EXERCISE DESCRIPTION:
Can you retype the records below word for word, starting with the line that contains "for the plant" and continuing through the end of the records?

# START OF INPUT DATA

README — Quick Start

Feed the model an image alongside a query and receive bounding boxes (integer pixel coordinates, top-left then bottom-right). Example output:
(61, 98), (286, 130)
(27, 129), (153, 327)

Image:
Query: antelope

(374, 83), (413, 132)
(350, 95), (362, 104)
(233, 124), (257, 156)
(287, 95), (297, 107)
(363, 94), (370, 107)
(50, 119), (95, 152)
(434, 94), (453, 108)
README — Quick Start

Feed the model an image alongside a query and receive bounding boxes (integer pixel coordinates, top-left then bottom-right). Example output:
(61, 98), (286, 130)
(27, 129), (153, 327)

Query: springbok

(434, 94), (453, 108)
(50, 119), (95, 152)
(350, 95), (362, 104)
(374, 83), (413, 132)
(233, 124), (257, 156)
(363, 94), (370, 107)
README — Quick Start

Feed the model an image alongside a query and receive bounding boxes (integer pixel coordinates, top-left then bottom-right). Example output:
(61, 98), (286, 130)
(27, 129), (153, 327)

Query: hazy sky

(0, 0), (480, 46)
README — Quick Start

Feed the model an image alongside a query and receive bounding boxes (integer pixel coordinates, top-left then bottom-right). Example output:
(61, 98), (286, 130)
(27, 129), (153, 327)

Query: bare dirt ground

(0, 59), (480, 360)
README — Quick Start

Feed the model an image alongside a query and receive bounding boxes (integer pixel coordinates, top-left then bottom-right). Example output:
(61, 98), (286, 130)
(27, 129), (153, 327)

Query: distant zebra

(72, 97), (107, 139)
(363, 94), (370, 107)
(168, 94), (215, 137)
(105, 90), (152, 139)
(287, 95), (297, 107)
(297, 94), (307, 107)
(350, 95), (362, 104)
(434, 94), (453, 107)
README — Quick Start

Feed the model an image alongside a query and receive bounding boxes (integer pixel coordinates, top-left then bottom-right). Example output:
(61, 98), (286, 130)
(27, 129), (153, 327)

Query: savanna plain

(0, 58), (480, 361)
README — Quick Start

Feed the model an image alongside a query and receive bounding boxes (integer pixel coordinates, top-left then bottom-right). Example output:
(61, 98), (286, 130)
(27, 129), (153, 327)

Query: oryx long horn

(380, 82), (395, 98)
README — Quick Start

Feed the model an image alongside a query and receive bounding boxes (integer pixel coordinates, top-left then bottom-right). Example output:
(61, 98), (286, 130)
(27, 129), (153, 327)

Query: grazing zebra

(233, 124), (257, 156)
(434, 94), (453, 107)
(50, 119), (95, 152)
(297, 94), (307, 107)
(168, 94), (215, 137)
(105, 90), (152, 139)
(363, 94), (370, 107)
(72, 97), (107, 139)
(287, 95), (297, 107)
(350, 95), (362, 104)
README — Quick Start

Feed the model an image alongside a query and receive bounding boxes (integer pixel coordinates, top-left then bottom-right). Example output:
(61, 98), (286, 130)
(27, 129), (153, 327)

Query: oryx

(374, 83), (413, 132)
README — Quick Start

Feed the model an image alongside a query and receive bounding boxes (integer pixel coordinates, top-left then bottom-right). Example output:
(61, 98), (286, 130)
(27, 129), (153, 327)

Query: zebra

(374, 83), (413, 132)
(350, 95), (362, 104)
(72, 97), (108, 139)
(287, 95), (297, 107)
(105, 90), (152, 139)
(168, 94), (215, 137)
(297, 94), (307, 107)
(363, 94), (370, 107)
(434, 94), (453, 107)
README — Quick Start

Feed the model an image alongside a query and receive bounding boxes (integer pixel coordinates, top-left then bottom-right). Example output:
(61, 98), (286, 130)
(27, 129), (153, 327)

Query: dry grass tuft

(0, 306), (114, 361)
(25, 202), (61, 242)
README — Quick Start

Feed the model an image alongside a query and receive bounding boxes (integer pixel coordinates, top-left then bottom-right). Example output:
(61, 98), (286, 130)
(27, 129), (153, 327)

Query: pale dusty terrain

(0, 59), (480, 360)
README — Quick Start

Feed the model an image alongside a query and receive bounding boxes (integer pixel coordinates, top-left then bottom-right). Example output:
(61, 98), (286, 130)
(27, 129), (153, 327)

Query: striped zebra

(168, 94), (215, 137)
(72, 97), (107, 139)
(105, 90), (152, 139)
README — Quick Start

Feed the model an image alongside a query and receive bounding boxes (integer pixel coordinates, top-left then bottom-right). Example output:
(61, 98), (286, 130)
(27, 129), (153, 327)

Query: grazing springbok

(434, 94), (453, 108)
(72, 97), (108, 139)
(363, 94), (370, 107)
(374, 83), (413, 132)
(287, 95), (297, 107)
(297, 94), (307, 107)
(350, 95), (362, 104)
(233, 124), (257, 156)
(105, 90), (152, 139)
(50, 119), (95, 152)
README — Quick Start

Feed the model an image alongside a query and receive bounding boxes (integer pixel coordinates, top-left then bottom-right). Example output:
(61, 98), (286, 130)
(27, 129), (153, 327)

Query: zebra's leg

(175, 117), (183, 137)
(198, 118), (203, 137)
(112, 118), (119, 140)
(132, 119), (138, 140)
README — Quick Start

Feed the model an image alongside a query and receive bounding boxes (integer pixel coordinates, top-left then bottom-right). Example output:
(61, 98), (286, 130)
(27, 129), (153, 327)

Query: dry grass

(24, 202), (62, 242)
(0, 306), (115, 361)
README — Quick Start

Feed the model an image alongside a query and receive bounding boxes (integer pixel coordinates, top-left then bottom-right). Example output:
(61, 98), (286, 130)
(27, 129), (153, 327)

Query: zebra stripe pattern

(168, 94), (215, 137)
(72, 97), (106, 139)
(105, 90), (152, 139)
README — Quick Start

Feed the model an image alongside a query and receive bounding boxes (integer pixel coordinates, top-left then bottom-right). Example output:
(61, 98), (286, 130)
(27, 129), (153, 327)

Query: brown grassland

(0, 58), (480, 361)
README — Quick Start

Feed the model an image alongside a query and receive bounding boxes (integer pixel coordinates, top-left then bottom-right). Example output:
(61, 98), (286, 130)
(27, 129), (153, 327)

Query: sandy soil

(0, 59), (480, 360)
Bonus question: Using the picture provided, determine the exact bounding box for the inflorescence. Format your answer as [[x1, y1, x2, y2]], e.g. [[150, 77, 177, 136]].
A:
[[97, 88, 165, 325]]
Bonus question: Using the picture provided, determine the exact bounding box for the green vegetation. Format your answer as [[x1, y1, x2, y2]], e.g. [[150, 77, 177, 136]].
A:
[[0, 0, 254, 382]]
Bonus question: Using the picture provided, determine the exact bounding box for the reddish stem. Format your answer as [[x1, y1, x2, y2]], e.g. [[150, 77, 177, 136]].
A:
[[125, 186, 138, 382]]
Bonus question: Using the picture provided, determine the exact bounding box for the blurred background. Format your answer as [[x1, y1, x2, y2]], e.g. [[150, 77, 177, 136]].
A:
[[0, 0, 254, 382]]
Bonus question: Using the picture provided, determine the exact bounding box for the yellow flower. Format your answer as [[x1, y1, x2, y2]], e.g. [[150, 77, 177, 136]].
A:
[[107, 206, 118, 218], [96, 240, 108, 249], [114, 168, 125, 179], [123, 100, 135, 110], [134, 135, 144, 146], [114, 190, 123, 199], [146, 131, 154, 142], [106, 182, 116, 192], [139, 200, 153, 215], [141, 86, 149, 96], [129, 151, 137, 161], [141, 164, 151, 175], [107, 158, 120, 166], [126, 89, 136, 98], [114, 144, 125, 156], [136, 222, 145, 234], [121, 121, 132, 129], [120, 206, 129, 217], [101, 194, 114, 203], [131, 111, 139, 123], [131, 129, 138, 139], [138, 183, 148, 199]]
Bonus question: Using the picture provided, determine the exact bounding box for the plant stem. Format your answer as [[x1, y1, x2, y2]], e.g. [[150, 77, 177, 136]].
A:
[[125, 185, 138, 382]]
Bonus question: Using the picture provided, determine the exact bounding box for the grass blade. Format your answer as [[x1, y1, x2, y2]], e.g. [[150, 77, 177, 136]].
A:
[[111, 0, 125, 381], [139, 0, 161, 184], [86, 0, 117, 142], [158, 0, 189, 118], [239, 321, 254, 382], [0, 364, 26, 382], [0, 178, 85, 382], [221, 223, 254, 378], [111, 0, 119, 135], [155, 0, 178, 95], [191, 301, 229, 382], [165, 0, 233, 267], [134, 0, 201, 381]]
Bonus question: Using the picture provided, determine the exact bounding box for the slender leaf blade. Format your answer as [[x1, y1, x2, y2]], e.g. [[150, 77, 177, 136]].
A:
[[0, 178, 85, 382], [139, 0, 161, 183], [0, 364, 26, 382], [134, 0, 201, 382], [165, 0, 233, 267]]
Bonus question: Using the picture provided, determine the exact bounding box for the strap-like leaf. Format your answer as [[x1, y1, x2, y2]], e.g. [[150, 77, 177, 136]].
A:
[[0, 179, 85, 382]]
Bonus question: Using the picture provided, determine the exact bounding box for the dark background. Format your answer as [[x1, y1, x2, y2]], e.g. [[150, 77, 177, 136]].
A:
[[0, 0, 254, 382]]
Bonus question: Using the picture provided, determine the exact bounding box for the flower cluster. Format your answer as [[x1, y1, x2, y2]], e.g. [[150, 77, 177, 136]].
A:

# END OF INPUT DATA

RESPONSE TO THIS TASK:
Bonus question: Using the picture provided, determine the exact bounding box for the plant stem. Format your answer as [[x1, y1, x2, y2]], e.g. [[150, 77, 177, 136]].
A:
[[125, 185, 138, 382]]
Bonus question: Using the picture provided, determine the exact bounding box for the grass blade. Format your answer as [[x1, y1, x2, y2]], e.g. [[150, 77, 177, 136]].
A:
[[111, 0, 125, 381], [139, 0, 161, 184], [86, 0, 117, 142], [158, 0, 189, 118], [239, 321, 254, 382], [0, 364, 26, 382], [0, 178, 85, 382], [221, 223, 254, 378], [111, 0, 119, 135], [155, 0, 178, 95], [191, 301, 229, 382], [165, 0, 233, 267], [134, 0, 201, 381]]
Bonus question: Using the picture provided, determine the exact bounding box for the slender leaf blade. Format your answer as [[x1, y1, x2, y2]], e.g. [[150, 77, 177, 136]].
A:
[[0, 178, 85, 382], [139, 0, 161, 183], [0, 364, 26, 382], [134, 0, 201, 382], [165, 0, 233, 267]]
Bonus question: Using the picture provided, determine the exact bounding box for the strap-like leaf. Format your answer as [[x1, y1, x2, y2]], e.g. [[150, 77, 177, 136]].
A:
[[0, 179, 85, 382]]
Bonus question: Using the picture provided, determine the exact bounding box for the dark background. Format your answer as [[x1, y1, x2, y2]], e.g. [[150, 77, 177, 136]].
A:
[[0, 0, 254, 382]]
Bonus question: Using the picture provided, determine the exact bounding box for the flower cluster. Format your answer as [[x1, y1, x2, y2]], e.g. [[150, 77, 177, 136]].
A:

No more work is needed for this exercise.